Fake Baby
- Author: Amy McDaid
- Language: English
- Set in: Auckland
- Publisher: Penguin Books New Zealand
- Publication date: 2020
- Publication place: New Zealand
- Pages: 304 (1st edition)
- ISBN: 9780143774648 (1st edition)

= Fake Baby =

2020 novel by Amy McDaid

Fake Baby is a 2020 novel by New Zealand author Amy McDaid. The novel is McDaid's debut, and it follows three characters living in Auckland and grappling with grief, trauma and mental illness. The novel was longlisted for the fiction prize at the 2021 Ockham New Zealand Book Awards and shortlisted for the Best First Book of Fiction.

==Plot==
The novel is a darkly comic satire about three people experiencing grief, loss and mental illness.

Stephen, Jaavni and Lucas all live in Auckland. Stephen, a mentally ill man in his 60s, believes his dead father is evil and intending to destroy the world. Jaanvi, a young woman grieving the loss of her own child, steals a lifelike fake baby. Lucas, a pharmacist in his mid-40s, is dealing with a crisis at his work. McDaid's novel examines the impact of trauma on these characters and their lives.

- [ENTRIES SUPPLIED]:

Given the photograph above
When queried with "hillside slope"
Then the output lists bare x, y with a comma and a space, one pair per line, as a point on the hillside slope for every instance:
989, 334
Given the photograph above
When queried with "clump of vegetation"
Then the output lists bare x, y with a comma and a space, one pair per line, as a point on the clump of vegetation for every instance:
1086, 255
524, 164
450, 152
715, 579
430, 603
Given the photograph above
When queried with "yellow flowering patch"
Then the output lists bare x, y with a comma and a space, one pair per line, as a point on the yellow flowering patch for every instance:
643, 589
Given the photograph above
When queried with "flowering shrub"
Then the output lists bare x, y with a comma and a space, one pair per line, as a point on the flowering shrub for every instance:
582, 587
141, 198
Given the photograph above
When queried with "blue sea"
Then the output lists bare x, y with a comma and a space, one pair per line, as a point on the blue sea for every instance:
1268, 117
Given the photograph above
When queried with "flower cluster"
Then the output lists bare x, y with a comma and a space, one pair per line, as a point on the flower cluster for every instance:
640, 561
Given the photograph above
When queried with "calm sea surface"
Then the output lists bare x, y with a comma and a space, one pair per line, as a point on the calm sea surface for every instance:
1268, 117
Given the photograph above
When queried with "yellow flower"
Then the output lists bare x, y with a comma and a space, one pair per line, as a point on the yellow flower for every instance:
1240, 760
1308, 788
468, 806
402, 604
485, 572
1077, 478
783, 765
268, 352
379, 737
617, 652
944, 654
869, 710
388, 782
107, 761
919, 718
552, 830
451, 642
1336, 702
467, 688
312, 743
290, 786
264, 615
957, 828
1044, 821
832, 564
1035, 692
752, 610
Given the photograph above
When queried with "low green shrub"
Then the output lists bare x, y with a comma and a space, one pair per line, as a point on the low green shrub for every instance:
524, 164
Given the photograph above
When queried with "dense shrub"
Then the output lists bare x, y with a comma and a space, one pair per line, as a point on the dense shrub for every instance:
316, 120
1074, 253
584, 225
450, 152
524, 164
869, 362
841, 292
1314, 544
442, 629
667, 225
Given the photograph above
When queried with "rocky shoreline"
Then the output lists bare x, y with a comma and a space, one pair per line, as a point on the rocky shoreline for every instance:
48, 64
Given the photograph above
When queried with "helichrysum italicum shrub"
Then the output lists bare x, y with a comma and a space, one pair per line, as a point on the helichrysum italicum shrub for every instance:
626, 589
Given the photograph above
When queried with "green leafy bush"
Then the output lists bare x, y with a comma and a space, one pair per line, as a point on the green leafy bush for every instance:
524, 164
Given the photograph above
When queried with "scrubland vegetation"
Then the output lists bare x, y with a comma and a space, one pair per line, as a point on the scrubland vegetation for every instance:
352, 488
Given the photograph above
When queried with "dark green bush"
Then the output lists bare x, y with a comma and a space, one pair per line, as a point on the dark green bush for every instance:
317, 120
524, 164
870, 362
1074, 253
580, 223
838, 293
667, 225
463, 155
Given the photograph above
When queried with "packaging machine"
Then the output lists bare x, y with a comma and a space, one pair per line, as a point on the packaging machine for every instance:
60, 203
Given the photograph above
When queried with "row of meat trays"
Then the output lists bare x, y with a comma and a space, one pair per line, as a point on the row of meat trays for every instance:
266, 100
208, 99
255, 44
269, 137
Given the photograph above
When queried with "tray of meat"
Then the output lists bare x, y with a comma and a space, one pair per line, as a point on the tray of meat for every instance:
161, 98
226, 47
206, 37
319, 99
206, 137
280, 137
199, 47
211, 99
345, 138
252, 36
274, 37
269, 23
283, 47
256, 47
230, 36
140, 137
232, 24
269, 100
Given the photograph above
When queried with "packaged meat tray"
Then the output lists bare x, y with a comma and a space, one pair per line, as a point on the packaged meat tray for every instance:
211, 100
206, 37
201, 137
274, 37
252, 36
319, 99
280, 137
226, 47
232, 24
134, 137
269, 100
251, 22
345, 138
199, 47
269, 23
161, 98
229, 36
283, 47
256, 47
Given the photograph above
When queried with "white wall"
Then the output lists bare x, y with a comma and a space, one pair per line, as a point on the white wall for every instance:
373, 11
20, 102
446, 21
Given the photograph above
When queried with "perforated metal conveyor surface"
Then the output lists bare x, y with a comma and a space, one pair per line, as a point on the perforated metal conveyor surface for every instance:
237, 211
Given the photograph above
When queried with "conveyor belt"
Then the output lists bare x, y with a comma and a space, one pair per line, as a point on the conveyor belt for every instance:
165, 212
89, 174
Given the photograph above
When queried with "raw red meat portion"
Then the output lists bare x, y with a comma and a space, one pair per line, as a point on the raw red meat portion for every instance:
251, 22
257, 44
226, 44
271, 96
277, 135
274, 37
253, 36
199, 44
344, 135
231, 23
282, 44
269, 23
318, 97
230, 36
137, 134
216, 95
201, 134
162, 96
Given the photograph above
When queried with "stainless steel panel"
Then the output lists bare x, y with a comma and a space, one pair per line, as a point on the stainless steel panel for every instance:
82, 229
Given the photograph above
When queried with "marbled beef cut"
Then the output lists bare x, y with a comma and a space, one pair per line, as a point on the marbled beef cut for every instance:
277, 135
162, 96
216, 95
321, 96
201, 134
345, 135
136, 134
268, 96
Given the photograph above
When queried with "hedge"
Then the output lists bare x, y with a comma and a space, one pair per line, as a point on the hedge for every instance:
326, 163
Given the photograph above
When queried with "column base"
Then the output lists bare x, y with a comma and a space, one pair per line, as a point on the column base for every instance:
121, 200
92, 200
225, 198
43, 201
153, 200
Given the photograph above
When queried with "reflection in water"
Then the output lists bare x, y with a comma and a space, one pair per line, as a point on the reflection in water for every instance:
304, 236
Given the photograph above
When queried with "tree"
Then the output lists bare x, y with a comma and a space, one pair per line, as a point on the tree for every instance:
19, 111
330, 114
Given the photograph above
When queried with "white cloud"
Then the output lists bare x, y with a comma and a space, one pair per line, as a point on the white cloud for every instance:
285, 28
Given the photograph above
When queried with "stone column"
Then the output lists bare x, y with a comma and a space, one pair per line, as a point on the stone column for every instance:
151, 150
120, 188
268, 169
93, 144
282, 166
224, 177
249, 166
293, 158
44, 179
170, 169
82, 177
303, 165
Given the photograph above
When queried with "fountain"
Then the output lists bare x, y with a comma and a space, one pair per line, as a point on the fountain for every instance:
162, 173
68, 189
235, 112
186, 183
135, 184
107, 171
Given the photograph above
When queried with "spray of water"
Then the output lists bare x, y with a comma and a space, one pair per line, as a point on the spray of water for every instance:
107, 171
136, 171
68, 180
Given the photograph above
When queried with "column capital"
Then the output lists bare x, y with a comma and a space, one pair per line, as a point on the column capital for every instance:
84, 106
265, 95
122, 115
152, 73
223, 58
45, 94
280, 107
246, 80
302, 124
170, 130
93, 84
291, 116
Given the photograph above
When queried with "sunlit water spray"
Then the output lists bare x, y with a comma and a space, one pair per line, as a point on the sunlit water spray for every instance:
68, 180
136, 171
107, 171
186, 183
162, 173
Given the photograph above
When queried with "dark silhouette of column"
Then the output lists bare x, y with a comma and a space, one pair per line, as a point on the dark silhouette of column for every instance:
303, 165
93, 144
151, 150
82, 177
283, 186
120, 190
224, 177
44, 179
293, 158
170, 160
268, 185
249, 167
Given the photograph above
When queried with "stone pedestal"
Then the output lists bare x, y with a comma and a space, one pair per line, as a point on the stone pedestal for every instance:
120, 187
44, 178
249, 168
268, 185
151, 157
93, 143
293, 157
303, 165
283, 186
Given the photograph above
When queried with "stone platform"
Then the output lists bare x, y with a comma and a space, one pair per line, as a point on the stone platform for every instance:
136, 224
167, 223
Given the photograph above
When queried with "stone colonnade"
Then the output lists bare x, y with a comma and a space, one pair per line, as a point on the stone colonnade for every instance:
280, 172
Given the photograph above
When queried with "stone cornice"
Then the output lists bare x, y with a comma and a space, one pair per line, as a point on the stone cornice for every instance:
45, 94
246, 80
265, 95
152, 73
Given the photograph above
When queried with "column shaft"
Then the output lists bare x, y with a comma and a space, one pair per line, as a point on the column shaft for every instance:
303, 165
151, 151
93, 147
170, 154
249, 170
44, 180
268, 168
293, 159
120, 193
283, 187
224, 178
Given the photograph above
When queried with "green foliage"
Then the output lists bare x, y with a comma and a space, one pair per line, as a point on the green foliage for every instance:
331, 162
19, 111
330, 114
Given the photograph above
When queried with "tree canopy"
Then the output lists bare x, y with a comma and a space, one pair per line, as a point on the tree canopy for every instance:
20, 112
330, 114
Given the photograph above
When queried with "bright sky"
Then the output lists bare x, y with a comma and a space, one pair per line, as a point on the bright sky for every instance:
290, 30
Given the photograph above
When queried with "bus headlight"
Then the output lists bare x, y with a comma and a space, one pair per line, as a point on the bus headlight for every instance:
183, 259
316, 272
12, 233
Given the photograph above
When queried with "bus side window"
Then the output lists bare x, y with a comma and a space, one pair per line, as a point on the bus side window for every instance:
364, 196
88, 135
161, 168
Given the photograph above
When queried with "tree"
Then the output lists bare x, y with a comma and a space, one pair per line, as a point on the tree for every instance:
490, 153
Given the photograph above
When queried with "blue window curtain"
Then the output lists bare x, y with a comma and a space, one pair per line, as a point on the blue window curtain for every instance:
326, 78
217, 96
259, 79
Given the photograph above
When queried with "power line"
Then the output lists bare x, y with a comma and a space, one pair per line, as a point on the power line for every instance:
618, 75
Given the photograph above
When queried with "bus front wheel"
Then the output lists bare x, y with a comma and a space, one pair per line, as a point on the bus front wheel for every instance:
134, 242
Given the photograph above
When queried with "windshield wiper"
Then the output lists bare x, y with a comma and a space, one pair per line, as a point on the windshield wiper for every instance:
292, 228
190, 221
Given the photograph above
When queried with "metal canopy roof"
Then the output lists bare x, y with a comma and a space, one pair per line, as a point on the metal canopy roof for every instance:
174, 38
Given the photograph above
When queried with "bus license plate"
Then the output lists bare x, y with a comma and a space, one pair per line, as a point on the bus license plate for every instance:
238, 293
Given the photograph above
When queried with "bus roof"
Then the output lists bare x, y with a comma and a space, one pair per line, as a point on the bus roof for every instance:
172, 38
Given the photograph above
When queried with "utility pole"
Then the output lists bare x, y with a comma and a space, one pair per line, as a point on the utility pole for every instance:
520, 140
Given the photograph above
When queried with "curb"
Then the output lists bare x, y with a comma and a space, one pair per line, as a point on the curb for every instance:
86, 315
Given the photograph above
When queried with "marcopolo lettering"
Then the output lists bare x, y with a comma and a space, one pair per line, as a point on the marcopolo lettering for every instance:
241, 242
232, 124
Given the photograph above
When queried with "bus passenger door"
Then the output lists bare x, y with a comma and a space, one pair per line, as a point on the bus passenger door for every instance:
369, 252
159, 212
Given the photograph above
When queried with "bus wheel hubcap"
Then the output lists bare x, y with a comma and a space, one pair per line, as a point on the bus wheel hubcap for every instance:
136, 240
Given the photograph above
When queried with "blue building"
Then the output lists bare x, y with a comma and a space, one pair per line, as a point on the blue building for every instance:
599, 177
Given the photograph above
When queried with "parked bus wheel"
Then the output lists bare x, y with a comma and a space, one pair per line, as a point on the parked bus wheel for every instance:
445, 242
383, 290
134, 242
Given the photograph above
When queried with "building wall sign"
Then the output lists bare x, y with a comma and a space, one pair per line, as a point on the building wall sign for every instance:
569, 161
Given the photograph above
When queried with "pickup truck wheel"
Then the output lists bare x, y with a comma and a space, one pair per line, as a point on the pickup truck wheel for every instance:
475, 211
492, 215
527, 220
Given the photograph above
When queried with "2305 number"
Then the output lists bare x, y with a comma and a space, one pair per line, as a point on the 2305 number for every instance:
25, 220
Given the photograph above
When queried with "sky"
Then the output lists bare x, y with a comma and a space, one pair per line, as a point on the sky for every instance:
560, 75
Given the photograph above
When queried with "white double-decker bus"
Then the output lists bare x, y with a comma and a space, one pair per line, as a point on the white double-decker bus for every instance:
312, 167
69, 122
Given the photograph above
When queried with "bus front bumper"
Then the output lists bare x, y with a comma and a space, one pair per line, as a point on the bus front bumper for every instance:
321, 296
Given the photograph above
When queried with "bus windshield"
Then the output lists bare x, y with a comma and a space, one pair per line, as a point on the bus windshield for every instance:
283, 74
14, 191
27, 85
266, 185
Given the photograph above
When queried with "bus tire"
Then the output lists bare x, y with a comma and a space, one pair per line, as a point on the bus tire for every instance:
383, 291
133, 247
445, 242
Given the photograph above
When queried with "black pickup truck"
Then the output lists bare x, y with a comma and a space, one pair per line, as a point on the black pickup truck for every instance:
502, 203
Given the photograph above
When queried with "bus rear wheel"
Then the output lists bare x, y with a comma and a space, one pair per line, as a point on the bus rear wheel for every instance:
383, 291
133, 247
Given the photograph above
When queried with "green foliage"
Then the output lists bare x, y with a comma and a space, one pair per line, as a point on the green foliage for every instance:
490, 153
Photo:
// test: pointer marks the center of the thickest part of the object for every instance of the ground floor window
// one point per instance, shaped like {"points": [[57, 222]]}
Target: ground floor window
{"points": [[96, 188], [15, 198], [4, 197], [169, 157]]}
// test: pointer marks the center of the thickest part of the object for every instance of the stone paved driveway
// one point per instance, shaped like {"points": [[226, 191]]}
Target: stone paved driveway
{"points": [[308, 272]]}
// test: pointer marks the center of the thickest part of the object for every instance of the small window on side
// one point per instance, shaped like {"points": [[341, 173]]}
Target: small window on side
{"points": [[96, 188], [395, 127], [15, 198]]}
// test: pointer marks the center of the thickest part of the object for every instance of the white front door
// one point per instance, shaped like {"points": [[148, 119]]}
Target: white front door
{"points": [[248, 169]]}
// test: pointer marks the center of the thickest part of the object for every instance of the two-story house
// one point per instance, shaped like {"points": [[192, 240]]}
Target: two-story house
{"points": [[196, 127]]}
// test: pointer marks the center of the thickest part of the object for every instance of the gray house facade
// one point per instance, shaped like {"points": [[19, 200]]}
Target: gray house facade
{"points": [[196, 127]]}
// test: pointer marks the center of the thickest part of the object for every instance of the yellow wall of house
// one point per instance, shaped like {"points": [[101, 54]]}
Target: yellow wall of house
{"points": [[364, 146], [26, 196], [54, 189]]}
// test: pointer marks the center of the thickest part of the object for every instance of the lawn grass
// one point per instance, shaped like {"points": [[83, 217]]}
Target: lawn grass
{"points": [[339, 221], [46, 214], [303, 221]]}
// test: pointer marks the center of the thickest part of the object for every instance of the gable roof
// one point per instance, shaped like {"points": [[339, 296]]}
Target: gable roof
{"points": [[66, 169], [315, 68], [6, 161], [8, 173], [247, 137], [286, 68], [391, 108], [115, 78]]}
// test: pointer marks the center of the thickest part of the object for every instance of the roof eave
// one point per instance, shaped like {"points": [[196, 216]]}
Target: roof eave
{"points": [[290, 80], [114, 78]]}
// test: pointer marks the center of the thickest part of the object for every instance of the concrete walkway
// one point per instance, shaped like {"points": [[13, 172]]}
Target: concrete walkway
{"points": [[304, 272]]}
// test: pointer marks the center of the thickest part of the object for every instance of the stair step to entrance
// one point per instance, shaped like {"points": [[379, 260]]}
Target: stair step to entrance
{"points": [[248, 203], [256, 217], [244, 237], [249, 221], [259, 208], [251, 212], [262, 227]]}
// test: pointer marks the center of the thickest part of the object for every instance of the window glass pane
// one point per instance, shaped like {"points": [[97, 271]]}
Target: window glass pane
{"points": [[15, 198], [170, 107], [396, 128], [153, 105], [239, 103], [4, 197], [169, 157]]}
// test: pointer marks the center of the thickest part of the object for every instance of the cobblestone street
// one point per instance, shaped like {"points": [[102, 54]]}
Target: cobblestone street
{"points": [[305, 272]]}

- [TASK]: Reproduce word for word the part of the text about the novel Fake Baby that opens with the words containing "Fake Baby is" and closes with "and their lives.".

- [EXERCISE SOLUTION]:
Fake Baby is a 2020 novel by New Zealand author Amy McDaid. The novel is McDaid's debut, and it follows three characters living in Auckland and grappling with grief, trauma and mental illness. The novel was longlisted for the fiction prize at the 2021 Ockham New Zealand Book Awards and shortlisted for the Best First Book of Fiction.

==Plot==
The novel is a darkly comic satire about three people experiencing grief, loss and mental illness.

Stephen, Jaavni and Lucas all live in Auckland. Stephen, a mentally ill man in his 60s, believes his dead father is evil and intending to destroy the world. Jaanvi, a young woman grieving the loss of her own child, steals a lifelike fake baby. Lucas, a pharmacist in his mid-40s, is dealing with a crisis at his work. McDaid's novel examines the impact of trauma on these characters and their lives.